Na faculdade, tive uma cadeira de tradução e pensei quase de imediato: “Isto não é para mim.” Mas, como diz o povo e muito bem, pela boca morre o peixe e, poucos anos depois, iniciei-me no estranho mundo da tradução, e logo num dos ramos mais ingratos: a tradução e legendagem de audiovisuais. “Oh, mas isso deve ser tão giro e passas os dias a ver filmes!”, parece que já vos estou a ouvir. Não, não passo o dia a ver filmes e sim, é giro, mas não é, como indica o título deste artigo, pera doce.

Linhas de indicação de objetos nomeados:
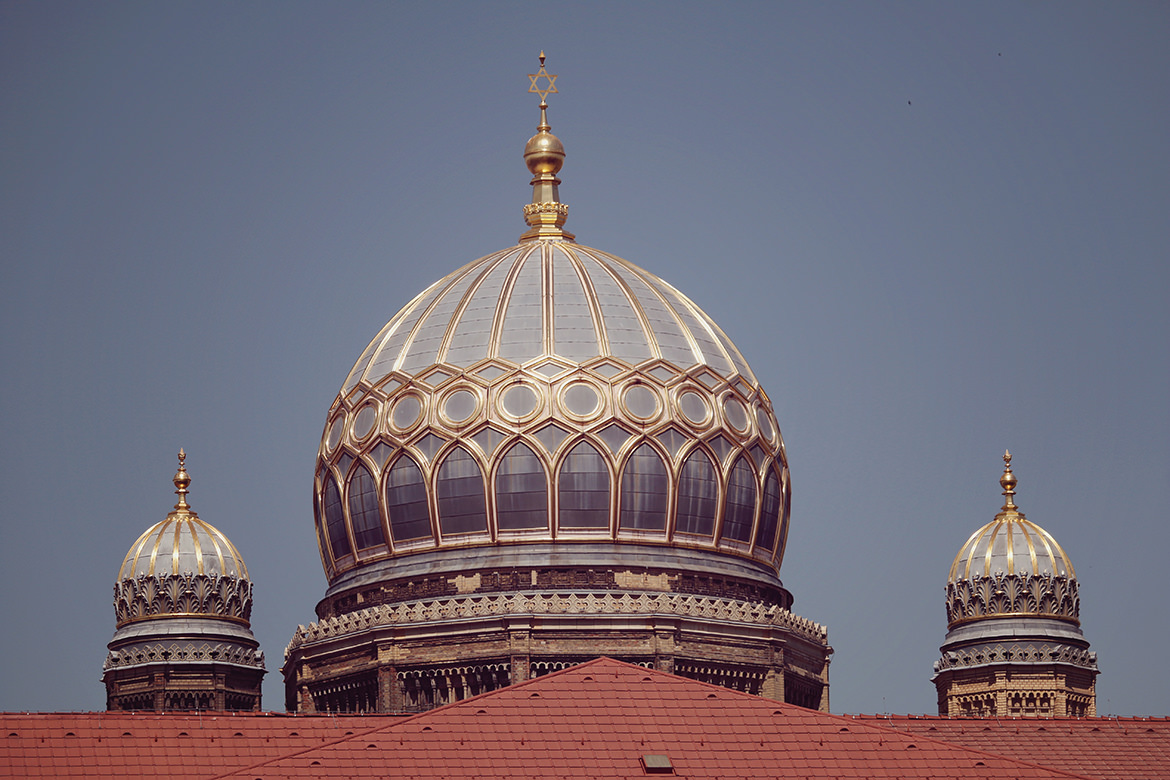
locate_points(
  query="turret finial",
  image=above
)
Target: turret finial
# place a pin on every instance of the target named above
(544, 154)
(1007, 482)
(181, 481)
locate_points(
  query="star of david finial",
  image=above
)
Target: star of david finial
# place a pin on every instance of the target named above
(550, 81)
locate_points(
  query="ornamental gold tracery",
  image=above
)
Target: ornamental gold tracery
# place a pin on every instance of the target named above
(630, 407)
(1012, 594)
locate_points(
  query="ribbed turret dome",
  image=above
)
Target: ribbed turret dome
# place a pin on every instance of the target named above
(183, 602)
(1011, 566)
(548, 405)
(185, 566)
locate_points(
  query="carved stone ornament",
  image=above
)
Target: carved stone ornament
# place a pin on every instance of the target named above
(590, 604)
(982, 655)
(1012, 594)
(146, 596)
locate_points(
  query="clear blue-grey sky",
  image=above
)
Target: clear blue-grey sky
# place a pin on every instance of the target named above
(936, 230)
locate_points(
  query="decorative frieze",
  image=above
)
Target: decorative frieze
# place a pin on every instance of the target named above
(146, 596)
(572, 604)
(1012, 594)
(184, 653)
(983, 655)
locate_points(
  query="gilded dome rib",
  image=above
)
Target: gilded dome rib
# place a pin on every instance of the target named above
(456, 318)
(504, 299)
(570, 280)
(594, 308)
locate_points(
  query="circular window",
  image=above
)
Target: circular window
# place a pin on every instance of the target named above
(694, 408)
(766, 429)
(335, 432)
(520, 400)
(582, 399)
(641, 401)
(406, 412)
(735, 414)
(363, 423)
(460, 406)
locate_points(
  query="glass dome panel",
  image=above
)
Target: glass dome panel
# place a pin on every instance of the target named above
(644, 490)
(364, 510)
(699, 489)
(741, 502)
(769, 512)
(406, 501)
(335, 519)
(583, 489)
(522, 490)
(459, 490)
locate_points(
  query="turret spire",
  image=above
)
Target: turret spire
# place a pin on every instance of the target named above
(181, 482)
(544, 154)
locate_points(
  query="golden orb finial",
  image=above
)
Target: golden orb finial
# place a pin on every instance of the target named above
(544, 154)
(181, 482)
(1007, 482)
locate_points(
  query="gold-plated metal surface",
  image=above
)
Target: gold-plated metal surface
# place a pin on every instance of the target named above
(1011, 566)
(550, 82)
(544, 154)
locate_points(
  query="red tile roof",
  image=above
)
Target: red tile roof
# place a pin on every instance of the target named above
(158, 745)
(1112, 749)
(600, 719)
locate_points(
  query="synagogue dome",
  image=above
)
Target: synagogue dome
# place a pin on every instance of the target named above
(550, 404)
(183, 608)
(1011, 567)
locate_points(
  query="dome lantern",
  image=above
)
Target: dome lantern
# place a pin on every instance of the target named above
(544, 154)
(1013, 642)
(548, 455)
(183, 605)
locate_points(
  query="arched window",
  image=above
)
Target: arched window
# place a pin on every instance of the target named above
(522, 490)
(462, 503)
(644, 490)
(335, 519)
(740, 508)
(769, 512)
(364, 513)
(406, 501)
(583, 489)
(699, 489)
(321, 531)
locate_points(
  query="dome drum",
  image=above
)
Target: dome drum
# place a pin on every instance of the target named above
(651, 451)
(548, 455)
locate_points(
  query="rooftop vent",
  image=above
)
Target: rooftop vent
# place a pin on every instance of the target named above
(656, 764)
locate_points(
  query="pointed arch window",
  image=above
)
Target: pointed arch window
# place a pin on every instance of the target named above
(364, 513)
(644, 490)
(321, 532)
(522, 490)
(740, 508)
(462, 502)
(583, 489)
(406, 501)
(769, 512)
(699, 489)
(335, 519)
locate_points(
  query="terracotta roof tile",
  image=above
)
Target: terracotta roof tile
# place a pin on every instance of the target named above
(593, 720)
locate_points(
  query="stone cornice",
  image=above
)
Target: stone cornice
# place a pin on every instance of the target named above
(1013, 653)
(572, 604)
(185, 653)
(1012, 594)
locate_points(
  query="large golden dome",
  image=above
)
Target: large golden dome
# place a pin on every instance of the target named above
(1010, 567)
(556, 402)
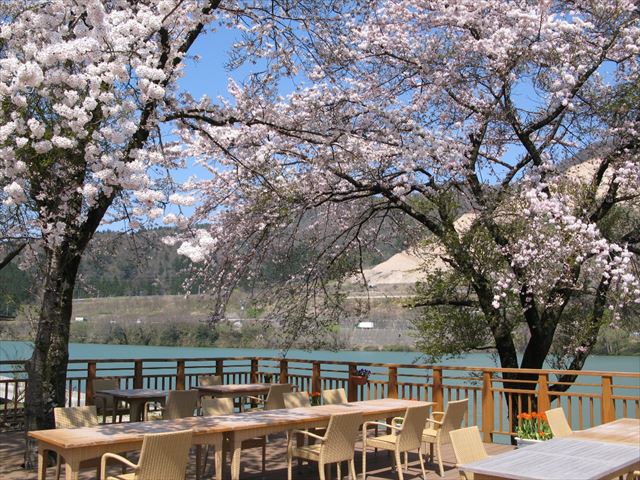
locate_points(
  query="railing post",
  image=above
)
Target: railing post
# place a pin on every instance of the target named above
(91, 375)
(437, 393)
(284, 370)
(487, 407)
(543, 393)
(254, 370)
(180, 375)
(608, 406)
(352, 388)
(220, 368)
(316, 378)
(392, 385)
(137, 374)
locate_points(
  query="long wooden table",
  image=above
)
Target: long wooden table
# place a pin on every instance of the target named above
(80, 444)
(601, 452)
(625, 431)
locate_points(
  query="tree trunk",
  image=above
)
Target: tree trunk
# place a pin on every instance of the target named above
(47, 368)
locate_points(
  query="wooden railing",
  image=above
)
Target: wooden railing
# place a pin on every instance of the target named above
(594, 398)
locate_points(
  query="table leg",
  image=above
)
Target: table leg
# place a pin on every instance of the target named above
(71, 468)
(42, 468)
(235, 457)
(198, 460)
(218, 461)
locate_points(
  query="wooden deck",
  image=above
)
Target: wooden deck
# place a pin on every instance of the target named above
(378, 464)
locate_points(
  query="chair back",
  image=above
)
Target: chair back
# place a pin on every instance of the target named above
(296, 399)
(341, 436)
(208, 380)
(336, 396)
(213, 407)
(467, 445)
(275, 398)
(558, 423)
(164, 455)
(75, 417)
(453, 418)
(106, 383)
(410, 436)
(180, 404)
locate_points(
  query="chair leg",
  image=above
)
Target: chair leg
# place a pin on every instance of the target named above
(439, 453)
(57, 466)
(352, 470)
(424, 473)
(364, 456)
(399, 465)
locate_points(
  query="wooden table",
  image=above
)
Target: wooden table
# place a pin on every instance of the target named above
(243, 426)
(234, 391)
(136, 398)
(78, 444)
(559, 458)
(625, 431)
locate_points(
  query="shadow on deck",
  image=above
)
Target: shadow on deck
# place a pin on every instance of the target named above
(379, 465)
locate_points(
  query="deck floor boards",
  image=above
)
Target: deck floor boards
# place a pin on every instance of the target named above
(378, 464)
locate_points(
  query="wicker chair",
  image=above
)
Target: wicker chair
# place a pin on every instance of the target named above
(274, 400)
(334, 397)
(296, 399)
(407, 438)
(467, 446)
(104, 403)
(558, 423)
(213, 407)
(437, 432)
(163, 455)
(337, 445)
(208, 380)
(76, 417)
(180, 404)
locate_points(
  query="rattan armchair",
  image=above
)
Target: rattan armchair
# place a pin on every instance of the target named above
(406, 438)
(179, 404)
(467, 446)
(76, 417)
(337, 445)
(558, 423)
(104, 403)
(274, 400)
(208, 380)
(163, 456)
(334, 397)
(213, 407)
(437, 431)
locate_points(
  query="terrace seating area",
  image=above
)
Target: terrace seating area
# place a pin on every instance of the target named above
(261, 423)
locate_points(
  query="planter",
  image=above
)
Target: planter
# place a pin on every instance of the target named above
(523, 442)
(359, 379)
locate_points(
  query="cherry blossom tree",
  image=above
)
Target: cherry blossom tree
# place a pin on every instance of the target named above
(83, 90)
(413, 112)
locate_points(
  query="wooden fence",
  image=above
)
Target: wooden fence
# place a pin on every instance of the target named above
(596, 397)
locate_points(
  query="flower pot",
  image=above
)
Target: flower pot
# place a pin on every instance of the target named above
(359, 379)
(523, 442)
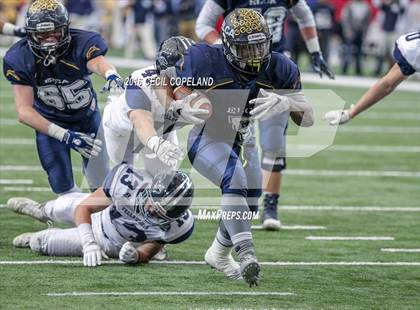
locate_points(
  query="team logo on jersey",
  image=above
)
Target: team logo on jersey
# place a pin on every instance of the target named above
(90, 52)
(13, 74)
(43, 5)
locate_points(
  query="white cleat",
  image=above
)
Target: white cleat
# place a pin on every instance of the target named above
(28, 207)
(22, 241)
(161, 255)
(271, 224)
(223, 263)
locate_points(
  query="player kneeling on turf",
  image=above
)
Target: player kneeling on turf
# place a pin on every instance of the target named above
(128, 218)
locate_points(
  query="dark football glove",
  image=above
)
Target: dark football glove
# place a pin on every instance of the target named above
(320, 66)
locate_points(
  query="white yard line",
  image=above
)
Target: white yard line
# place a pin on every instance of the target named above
(167, 293)
(353, 173)
(185, 262)
(393, 250)
(379, 129)
(294, 227)
(340, 238)
(16, 181)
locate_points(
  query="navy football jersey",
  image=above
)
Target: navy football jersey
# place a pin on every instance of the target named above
(274, 11)
(231, 109)
(63, 93)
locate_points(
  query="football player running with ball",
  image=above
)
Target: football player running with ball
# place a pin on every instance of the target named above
(272, 131)
(139, 109)
(223, 149)
(49, 71)
(131, 218)
(407, 56)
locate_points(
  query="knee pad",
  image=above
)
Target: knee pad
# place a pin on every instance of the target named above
(273, 161)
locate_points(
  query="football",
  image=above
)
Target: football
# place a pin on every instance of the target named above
(200, 102)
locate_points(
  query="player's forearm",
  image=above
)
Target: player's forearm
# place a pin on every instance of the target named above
(101, 66)
(378, 91)
(301, 111)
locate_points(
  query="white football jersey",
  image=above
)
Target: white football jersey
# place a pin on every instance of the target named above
(121, 221)
(407, 52)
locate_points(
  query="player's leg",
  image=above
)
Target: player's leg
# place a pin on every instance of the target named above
(59, 210)
(96, 168)
(56, 242)
(55, 160)
(221, 165)
(272, 133)
(119, 144)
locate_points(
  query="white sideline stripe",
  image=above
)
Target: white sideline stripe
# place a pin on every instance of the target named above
(338, 238)
(293, 227)
(189, 293)
(185, 262)
(390, 116)
(304, 172)
(320, 208)
(400, 250)
(350, 208)
(354, 173)
(379, 129)
(25, 189)
(17, 181)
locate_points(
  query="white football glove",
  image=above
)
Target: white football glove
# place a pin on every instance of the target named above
(166, 151)
(268, 104)
(185, 112)
(338, 117)
(92, 255)
(129, 254)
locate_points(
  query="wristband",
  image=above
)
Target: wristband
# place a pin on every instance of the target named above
(56, 131)
(153, 142)
(313, 45)
(110, 72)
(86, 233)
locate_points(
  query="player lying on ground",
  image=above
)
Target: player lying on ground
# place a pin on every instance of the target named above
(224, 149)
(12, 30)
(139, 110)
(272, 130)
(407, 56)
(50, 73)
(130, 217)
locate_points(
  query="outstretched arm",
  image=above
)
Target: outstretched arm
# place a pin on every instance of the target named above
(381, 89)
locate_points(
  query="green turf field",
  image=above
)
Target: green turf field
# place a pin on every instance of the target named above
(375, 191)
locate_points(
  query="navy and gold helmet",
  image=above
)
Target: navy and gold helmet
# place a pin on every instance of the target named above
(168, 198)
(171, 50)
(246, 40)
(45, 18)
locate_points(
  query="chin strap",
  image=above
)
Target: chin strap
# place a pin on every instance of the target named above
(49, 60)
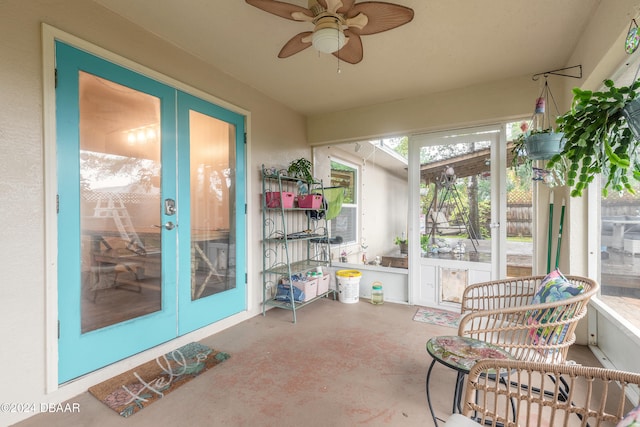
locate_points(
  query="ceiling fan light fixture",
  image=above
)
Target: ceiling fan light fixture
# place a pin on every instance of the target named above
(328, 37)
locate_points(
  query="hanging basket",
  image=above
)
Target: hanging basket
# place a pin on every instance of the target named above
(631, 112)
(543, 146)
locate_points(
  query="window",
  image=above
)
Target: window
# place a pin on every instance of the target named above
(345, 225)
(620, 239)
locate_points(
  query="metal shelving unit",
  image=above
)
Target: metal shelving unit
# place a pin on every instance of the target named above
(294, 240)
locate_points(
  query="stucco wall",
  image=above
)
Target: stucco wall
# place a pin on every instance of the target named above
(276, 134)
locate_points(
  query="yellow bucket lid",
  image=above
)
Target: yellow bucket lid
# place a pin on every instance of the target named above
(348, 273)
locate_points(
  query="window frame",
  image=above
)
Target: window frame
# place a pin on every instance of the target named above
(356, 205)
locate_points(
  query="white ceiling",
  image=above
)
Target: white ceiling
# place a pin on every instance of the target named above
(449, 44)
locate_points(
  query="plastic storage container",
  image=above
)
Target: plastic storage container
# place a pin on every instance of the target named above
(348, 285)
(377, 294)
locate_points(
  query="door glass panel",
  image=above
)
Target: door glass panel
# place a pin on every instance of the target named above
(120, 200)
(455, 201)
(212, 160)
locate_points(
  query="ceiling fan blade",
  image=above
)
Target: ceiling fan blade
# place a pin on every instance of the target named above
(382, 16)
(297, 43)
(284, 10)
(329, 4)
(352, 51)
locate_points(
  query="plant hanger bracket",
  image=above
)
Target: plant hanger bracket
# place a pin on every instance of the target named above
(559, 72)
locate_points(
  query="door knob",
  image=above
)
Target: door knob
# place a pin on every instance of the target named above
(168, 225)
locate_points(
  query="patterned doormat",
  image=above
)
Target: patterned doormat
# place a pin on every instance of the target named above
(436, 316)
(131, 391)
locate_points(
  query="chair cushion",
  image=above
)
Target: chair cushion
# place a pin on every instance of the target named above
(554, 287)
(631, 419)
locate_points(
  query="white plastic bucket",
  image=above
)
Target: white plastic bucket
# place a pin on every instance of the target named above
(348, 286)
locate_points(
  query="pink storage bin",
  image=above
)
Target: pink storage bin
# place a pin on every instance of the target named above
(274, 200)
(310, 201)
(309, 287)
(323, 284)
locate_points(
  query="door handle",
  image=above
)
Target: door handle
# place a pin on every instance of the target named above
(168, 225)
(170, 207)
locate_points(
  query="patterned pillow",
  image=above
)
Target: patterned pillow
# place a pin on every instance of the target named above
(631, 419)
(554, 287)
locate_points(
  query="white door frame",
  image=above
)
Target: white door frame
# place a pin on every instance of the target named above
(498, 204)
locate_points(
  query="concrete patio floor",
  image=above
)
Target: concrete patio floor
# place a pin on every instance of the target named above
(340, 365)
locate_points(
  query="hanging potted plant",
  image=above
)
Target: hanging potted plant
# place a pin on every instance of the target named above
(539, 140)
(602, 133)
(301, 168)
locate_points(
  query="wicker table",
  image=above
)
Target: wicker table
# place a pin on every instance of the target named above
(459, 354)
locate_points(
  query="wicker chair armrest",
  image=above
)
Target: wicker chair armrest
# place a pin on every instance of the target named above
(540, 332)
(499, 294)
(521, 379)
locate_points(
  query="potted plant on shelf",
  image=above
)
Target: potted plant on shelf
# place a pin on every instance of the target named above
(402, 242)
(602, 135)
(300, 168)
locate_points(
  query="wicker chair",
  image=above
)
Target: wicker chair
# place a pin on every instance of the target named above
(598, 396)
(501, 312)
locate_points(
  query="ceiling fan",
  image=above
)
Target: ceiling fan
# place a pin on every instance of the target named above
(338, 24)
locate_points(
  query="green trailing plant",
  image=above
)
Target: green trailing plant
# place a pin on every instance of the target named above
(300, 168)
(599, 139)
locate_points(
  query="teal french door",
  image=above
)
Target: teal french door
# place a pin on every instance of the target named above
(151, 212)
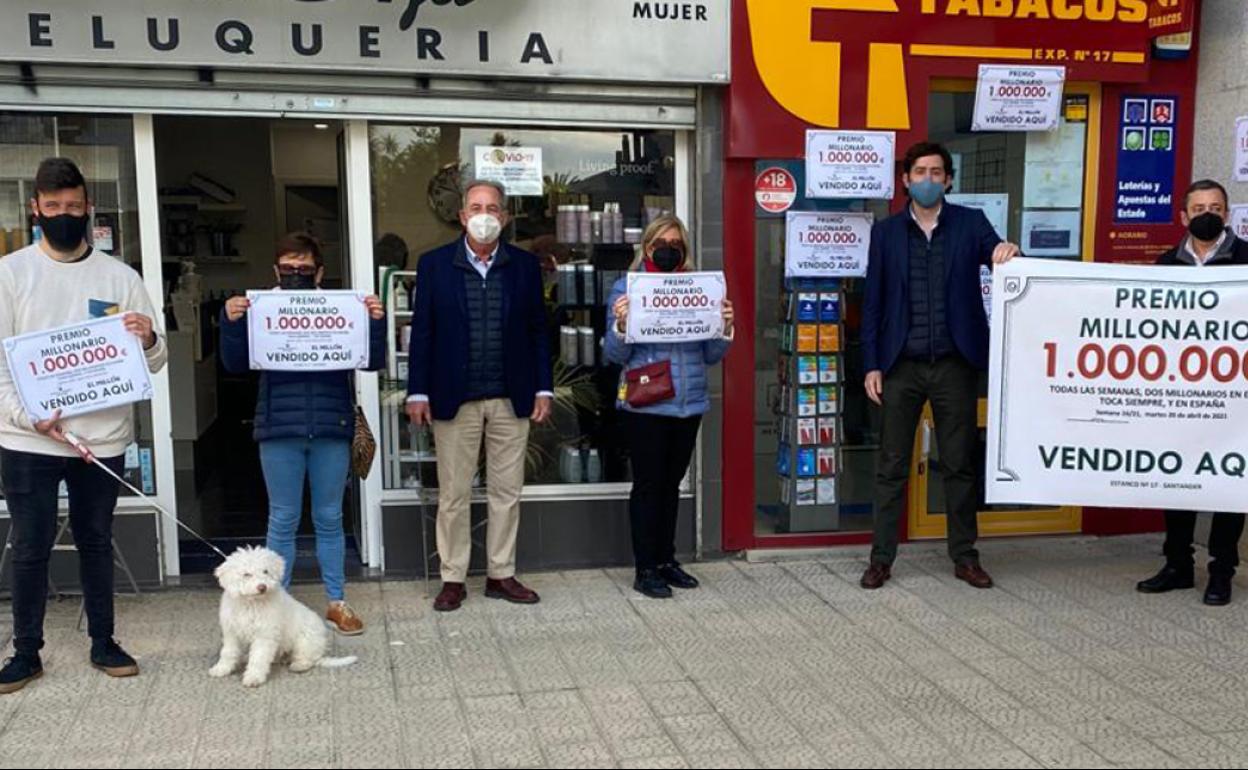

Requisitos do exercício: De acordo com o excerto de origem, em que ramo da tradução se iniciou quem escreve? Estas linhas provêm de uma fonte distinta.

Resultado da tarefa: Na tradução e legendagem de audiovisuais.